Write all of the entries again. Keep them exactly as they are.

——

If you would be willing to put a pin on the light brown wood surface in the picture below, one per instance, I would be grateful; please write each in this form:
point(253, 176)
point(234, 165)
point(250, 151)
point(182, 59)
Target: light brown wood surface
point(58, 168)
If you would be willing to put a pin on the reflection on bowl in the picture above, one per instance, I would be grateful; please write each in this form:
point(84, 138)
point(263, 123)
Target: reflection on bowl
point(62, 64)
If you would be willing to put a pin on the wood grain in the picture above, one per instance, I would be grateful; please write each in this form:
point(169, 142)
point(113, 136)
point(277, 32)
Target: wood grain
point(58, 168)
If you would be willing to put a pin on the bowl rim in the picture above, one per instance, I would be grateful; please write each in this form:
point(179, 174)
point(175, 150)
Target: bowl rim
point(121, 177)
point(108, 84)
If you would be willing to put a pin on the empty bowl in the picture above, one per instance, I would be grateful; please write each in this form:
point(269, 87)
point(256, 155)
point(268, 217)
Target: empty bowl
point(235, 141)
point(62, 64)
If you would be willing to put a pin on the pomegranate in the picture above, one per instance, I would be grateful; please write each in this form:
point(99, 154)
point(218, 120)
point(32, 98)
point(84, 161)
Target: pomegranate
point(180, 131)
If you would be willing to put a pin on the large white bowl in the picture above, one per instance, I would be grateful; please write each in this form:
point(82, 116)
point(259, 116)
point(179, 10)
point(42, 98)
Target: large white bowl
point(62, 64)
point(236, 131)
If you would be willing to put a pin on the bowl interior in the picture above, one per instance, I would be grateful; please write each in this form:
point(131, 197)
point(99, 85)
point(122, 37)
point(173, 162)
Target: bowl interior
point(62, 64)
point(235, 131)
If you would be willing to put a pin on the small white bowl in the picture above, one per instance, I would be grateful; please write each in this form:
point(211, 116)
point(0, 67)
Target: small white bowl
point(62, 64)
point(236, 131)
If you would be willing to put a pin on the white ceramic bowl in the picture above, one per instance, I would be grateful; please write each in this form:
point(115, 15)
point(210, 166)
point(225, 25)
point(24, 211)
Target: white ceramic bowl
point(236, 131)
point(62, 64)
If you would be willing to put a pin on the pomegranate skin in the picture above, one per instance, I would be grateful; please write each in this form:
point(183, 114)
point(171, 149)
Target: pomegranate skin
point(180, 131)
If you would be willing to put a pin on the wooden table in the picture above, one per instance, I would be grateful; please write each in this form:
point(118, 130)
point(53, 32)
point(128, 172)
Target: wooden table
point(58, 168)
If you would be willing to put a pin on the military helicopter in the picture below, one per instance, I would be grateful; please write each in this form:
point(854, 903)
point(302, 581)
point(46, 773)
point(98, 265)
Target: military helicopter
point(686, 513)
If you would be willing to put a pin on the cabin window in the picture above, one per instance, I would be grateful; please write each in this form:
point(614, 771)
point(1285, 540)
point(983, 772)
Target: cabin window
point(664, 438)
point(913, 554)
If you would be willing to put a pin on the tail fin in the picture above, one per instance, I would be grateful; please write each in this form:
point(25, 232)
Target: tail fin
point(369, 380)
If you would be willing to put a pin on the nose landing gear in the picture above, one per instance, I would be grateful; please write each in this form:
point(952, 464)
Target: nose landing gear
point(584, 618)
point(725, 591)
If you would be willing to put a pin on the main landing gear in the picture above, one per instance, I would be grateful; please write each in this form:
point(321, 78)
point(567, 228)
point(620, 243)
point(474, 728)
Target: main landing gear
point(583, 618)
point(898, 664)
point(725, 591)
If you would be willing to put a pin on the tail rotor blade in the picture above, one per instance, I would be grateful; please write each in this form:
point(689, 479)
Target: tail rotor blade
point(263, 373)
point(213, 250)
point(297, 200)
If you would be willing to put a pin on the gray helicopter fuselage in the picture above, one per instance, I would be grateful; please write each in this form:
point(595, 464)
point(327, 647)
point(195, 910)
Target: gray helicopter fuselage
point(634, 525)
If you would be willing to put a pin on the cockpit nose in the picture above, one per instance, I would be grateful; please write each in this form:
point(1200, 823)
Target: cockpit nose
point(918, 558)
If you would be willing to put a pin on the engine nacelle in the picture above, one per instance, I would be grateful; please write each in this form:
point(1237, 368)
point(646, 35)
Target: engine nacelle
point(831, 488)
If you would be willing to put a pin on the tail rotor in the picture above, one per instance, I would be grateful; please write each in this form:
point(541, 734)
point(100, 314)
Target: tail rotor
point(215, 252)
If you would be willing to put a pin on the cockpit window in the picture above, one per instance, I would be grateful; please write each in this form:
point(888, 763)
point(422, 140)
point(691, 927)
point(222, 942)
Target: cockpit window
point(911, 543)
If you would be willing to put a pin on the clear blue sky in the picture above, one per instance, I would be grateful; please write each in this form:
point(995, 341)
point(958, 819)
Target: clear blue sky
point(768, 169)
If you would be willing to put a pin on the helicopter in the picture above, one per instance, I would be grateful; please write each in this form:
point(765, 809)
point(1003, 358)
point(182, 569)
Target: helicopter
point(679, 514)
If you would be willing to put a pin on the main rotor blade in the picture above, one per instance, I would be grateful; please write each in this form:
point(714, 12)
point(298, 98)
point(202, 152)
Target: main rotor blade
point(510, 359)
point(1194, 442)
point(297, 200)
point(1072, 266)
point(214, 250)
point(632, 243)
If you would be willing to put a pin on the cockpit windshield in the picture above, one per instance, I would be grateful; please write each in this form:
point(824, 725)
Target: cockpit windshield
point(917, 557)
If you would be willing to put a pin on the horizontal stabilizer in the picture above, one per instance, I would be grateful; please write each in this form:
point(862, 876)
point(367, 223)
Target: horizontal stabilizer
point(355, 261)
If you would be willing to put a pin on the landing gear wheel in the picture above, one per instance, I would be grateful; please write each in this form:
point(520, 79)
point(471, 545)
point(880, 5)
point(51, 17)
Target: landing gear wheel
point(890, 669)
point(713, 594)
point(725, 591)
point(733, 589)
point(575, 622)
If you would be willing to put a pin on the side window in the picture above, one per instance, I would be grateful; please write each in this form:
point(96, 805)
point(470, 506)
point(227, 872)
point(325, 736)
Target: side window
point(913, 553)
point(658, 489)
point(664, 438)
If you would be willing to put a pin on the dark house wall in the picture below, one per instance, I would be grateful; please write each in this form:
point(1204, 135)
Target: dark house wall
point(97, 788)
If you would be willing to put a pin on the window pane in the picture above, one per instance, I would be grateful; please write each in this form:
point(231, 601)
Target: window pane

——

§ **Written reply**:
If you would be willing to put a pin on the light brown wood surface in the picture below, one per instance, I would be grateful; please write each in this form:
point(253, 176)
point(234, 165)
point(250, 151)
point(182, 59)
Target: light brown wood surface
point(58, 168)
If you would be willing to put a pin on the reflection on bowl in the picture above, one per instance, I would be grateful; please write each in this form:
point(84, 138)
point(263, 123)
Target: reflection on bowl
point(62, 64)
If you would be willing to put a pin on the wood grain in the picture above, one per instance, I would be grateful; please write each in this form:
point(169, 142)
point(113, 136)
point(277, 32)
Target: wood grain
point(58, 168)
If you would be willing to put a pin on the bowl rim in the picture above, one per instance, I would be grateful; please write each in this form:
point(179, 174)
point(175, 150)
Target: bowl rim
point(121, 177)
point(108, 84)
If you would be willing to put a pin on the empty bowl in the picture above, one per instance, I would be grateful; please write each in this form:
point(269, 87)
point(256, 155)
point(268, 217)
Target: empty bowl
point(235, 141)
point(62, 64)
If you would be willing to put a pin on the pomegranate in the picture above, one per instance, I would be grateful; please write each in this form:
point(99, 154)
point(218, 120)
point(32, 98)
point(84, 161)
Target: pomegranate
point(180, 131)
If you would be willing to put a pin on the large white bowl in the picture above, one per instance, I would be grateful; please write each in this form:
point(82, 116)
point(259, 116)
point(179, 10)
point(42, 98)
Target: large white bowl
point(62, 64)
point(236, 131)
If you would be willing to put a pin on the bowl interior in the picture above, one per instance, I would be grateful; please write each in this form:
point(131, 197)
point(99, 85)
point(122, 37)
point(173, 162)
Target: bowl interior
point(62, 64)
point(235, 131)
If you would be willing to put a pin on the small white bowl in the picture above, one per instance, I would be grateful; please write each in this form:
point(211, 116)
point(0, 67)
Target: small white bowl
point(62, 64)
point(236, 131)
If you would be willing to put a pin on the white ceramic bowl in the picture above, one per instance, I would be grateful; please write each in this form:
point(115, 15)
point(210, 166)
point(225, 25)
point(24, 211)
Target: white ceramic bowl
point(236, 131)
point(62, 64)
If you would be willing to put a pin on the pomegranate skin in the picture above, one per instance, I would be grateful; please write each in this form:
point(183, 114)
point(171, 149)
Target: pomegranate skin
point(180, 131)
If you would be willing to put a pin on the wooden table in the picture above, one per instance, I would be grateful; please write each in this form:
point(118, 130)
point(53, 32)
point(128, 172)
Target: wooden table
point(58, 168)
If you would be willing to put a pin on the military helicopter in the picture below, one per instance, I would be grateful; please write each in this form:
point(854, 903)
point(302, 581)
point(46, 773)
point(98, 265)
Target: military helicopter
point(686, 513)
If you would be willing to put a pin on the cabin window in the picture above, one per instance, I would be grateful; please write each in this form:
point(614, 771)
point(1285, 540)
point(983, 772)
Target: cabin window
point(664, 438)
point(913, 554)
If you would be willing to put a pin on the tail fin in the picture above, one per instance, I would be grateful; please write each in this form:
point(25, 232)
Target: tail fin
point(369, 380)
If you would be willing to put a pin on the nose landing gear in the picture above, one per instance, I would be grateful; please write each in this form:
point(952, 464)
Target: nose landing gear
point(584, 618)
point(725, 591)
If you would be willing to put a pin on the main landing gear in the picture above, one per instance, I would be grateful; please write each in this form:
point(321, 78)
point(567, 228)
point(620, 243)
point(474, 728)
Target: main landing gear
point(583, 618)
point(898, 664)
point(725, 591)
If you would be willing to put a pin on the tail rotor blade in the picture above, one per instance, I would be grateful; please write each in this form:
point(689, 479)
Target: tail rotor blade
point(263, 373)
point(213, 250)
point(297, 200)
If you would be willing to put a pin on the gray helicopter fuselage in the picture above, one per instance, I would be grateful; please write each in this form:
point(595, 464)
point(327, 647)
point(195, 910)
Target: gray helicopter fuselage
point(634, 525)
If you would be willing to put a pin on the cockpit nose in the picture above, one per instance, I would be grateful; please write each in this form:
point(1200, 823)
Target: cockpit nose
point(918, 558)
If you would be willing to put a pin on the engine nacelle in the picture above, one per instance, I would be grateful; please write each in this form:
point(1237, 368)
point(646, 35)
Target: engine nacelle
point(831, 488)
If you would be willing to put a pin on the tail rotor in the picture above, one per instance, I would be grateful; please write each in this form:
point(541, 734)
point(100, 314)
Target: tail rotor
point(215, 252)
If you would be willing to put a pin on the cockpit window in the picture above, one per instance, I would be grateful; please write each in this form:
point(888, 763)
point(422, 140)
point(691, 927)
point(222, 942)
Target: cockpit window
point(911, 543)
If you would be willing to put a pin on the clear blue sky in the picture above, one per instance, I would be grateful; please write each in this form:
point(995, 341)
point(958, 819)
Target: clear blue sky
point(768, 169)
If you would be willing to put a pin on the helicopter in the picture above, one per instance, I would be grateful; please write each in this form:
point(765, 809)
point(1003, 358)
point(182, 569)
Target: helicopter
point(679, 514)
If you would be willing to put a pin on the main rotor blade in the picture above, one per instance, I would be grateful; please write each in this form:
point(714, 12)
point(298, 98)
point(202, 152)
Target: main rotor blade
point(510, 359)
point(1194, 442)
point(297, 200)
point(1072, 266)
point(214, 250)
point(632, 243)
If you would be willing to put a pin on the cockpit windshield in the picture above, one per instance, I would be grateful; please write each in this form:
point(824, 725)
Target: cockpit windshield
point(917, 557)
If you would be willing to put a pin on the horizontal stabilizer in the picture above, one per instance, I would be grateful; please write each in this form:
point(862, 876)
point(367, 223)
Target: horizontal stabilizer
point(355, 261)
If you would be willing to put a pin on the landing gear wheel in the picture above, one per instance, I would be grateful; please write each in this form:
point(520, 79)
point(471, 545)
point(880, 5)
point(51, 17)
Target: landing gear wheel
point(890, 669)
point(713, 594)
point(725, 591)
point(733, 589)
point(575, 622)
If you would be willing to put a pin on the side window in the picture above, one per instance, I would be grateful; please write each in this form:
point(96, 805)
point(470, 506)
point(227, 872)
point(325, 736)
Target: side window
point(913, 553)
point(658, 489)
point(664, 438)
If you would be willing to put a pin on the dark house wall in the picture below, one per instance, I would be grateful; please write each in this form:
point(1204, 135)
Target: dark house wall
point(97, 788)
If you would be willing to put a pin on the window pane in the picture above, one per instance, I would be grateful; please write each in this form:
point(231, 601)
Target: window pane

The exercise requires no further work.